Exercise task: From the items below, extract every line that contains the string "steeple" and copy each such line in full.

# # #

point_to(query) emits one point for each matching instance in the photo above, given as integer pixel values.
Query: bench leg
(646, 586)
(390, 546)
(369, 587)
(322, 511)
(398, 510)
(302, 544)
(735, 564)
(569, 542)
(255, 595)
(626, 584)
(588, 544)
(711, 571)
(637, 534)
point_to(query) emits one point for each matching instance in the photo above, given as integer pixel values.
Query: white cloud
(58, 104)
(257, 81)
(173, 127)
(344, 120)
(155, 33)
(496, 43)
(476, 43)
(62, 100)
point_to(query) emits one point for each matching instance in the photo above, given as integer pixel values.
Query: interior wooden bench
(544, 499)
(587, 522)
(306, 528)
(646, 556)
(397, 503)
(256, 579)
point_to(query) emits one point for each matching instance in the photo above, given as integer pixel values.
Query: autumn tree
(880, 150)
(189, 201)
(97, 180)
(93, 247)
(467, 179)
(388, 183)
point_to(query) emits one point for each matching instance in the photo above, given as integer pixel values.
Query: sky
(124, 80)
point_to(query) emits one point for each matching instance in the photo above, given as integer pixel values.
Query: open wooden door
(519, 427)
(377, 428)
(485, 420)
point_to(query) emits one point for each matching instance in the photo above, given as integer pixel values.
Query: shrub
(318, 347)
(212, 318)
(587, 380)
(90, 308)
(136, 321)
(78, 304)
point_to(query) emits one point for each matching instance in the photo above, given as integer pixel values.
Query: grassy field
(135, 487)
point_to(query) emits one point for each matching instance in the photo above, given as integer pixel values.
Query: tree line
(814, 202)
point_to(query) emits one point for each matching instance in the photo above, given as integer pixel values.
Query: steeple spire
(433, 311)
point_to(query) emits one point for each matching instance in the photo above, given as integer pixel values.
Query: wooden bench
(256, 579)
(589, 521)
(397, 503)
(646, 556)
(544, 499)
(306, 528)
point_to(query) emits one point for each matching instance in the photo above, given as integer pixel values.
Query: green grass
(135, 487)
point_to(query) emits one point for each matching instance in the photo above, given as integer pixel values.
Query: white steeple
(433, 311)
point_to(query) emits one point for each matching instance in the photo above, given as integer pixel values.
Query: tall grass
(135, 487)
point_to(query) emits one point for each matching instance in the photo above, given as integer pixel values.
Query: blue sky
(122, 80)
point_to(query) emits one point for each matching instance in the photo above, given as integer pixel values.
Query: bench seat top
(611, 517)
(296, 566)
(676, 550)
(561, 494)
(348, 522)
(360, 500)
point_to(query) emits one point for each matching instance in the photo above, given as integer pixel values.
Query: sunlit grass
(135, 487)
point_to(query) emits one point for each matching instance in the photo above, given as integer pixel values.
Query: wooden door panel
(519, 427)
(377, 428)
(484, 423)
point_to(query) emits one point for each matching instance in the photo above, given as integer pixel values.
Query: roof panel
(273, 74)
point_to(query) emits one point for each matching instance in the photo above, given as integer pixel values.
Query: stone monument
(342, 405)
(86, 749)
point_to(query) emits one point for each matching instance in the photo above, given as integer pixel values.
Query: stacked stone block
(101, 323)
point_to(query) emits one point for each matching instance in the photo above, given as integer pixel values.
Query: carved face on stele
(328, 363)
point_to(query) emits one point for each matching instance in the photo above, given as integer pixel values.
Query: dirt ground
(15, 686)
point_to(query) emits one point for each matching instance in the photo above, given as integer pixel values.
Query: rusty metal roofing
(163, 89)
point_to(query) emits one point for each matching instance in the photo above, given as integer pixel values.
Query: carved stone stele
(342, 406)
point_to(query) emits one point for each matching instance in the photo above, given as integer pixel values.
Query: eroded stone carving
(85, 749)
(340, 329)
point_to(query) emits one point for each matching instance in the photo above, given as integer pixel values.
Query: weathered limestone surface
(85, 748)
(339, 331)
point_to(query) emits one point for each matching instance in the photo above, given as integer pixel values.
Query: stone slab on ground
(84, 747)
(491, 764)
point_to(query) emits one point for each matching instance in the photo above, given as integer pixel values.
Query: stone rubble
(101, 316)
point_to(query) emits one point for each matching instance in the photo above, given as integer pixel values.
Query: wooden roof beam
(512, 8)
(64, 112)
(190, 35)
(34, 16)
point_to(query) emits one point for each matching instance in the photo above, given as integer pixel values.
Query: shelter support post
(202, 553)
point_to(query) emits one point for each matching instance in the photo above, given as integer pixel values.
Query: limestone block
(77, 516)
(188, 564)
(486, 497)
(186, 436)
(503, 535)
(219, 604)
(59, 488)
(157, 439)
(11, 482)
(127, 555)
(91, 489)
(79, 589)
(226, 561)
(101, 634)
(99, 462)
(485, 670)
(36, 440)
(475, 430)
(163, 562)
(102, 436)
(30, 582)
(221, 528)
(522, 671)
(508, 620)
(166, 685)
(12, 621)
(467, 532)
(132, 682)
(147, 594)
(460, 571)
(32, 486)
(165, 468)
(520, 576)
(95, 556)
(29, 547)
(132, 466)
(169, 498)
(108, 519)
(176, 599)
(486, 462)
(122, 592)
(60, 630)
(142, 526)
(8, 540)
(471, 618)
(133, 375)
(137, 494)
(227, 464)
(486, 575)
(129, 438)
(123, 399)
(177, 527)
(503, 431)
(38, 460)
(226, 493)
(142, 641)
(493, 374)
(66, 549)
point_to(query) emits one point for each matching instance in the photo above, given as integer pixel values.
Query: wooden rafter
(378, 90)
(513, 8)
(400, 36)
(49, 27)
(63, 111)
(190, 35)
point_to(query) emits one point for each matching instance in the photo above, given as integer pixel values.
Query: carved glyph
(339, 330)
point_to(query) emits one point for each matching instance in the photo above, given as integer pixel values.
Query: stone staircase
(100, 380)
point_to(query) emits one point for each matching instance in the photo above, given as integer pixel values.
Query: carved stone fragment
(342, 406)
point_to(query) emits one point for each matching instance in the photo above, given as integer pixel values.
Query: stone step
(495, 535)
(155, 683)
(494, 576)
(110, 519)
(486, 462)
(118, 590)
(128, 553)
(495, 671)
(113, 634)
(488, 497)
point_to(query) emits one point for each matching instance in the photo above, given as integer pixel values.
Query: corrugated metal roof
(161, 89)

# # #

The completed task:
Query: steeple spire
Query: white steeple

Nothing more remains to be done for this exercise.